Segment Start: Given text

Family Education Trust regrets today’s High Court ruling against Mrs Sue Axon. The Trust’s Director, Norman Wells, commented:

‘We very much regret today’s judgement. It is only right and proper that parents of girls aged under 16 should be informed if their daughter is contemplating an abortion or any other major surgery or medical intervention. Parents are the primary protectors of their children, yet they are increasingly being sidelined in the name of “the right of the child to confidentiality”.’

In a three day hearing during November, Sue Axon challenged Department of Health guidelines that permitted underage girls to have an abortion without the knowledge of their parents. She argued that the new guidance, issued in July 2004, effectively turned the House of Lords ruling in the 1985 Gillick case on its head. While the law lords ruled 20 years ago that it should be most unusual for parents not to be told when their children were accessing contraceptives, the government’s revised guidance effectively says that it should now be unusual for parents to be told when their children are accessing contraceptives or seeking an abortion.

Segment End: Given text

◆ Problem set
a) Name every organization, court or government body mentioned in the statement on the Sue Axon ruling.
b) Carry the statement on the Sue Axon ruling forward from its final sentence.

Segment Start: Data under study

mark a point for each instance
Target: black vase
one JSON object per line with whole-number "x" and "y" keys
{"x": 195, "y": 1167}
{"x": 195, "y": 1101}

Segment End: Data under study

◆ Response list
a) Family Education Trust, the High Court, the Department of Health, the House of Lords

b)
Norman Wells observed:

‘Children and young people generally only want to conceal things from their parents when they are doing things that are not good for them. Health professionals are not doing young people any favours by helping them keep their parents in the dark. They are hardly encouraging them to value and respect their parents’ role, and they are condoning underage sex with all its physical and emotional risks. Research from the United States shows that in places where mandatory parental involvement laws are in place, there has been a more rapid decrease in teenage sexual activity than in areas where confidentiality policies hold sway.’

Mr Justice Silber’s judgment serves only to reinforce the mixed messages being given out by government ministers. Last summer, Children’s Minister, Beverley Hughes, spoke of the need to get parents on board if teenage conception rates were to be reduced, yet the government’s confidentiality policies are positively throwing parents overboard by excluding them from vital areas of their children’s lives.

Norman Wells noted:

‘The more the state undermines the authority of parents, the less responsibility parents will be inclined to take for their children. The government can’t have it both ways: it can’t disempower parents and at the same time blame them for society’s ills. If the government wants parents to take proper responsibility for their children, it must first of all respect their authority. 

‘The family unit is the basic building-block that lies at the foundation of a stable society. At a time when we are facing escalating social problems as a direct result of family breakdown, it is extraordinary that we should be persisting with an approach that is driving a firm wedge between parents and their children.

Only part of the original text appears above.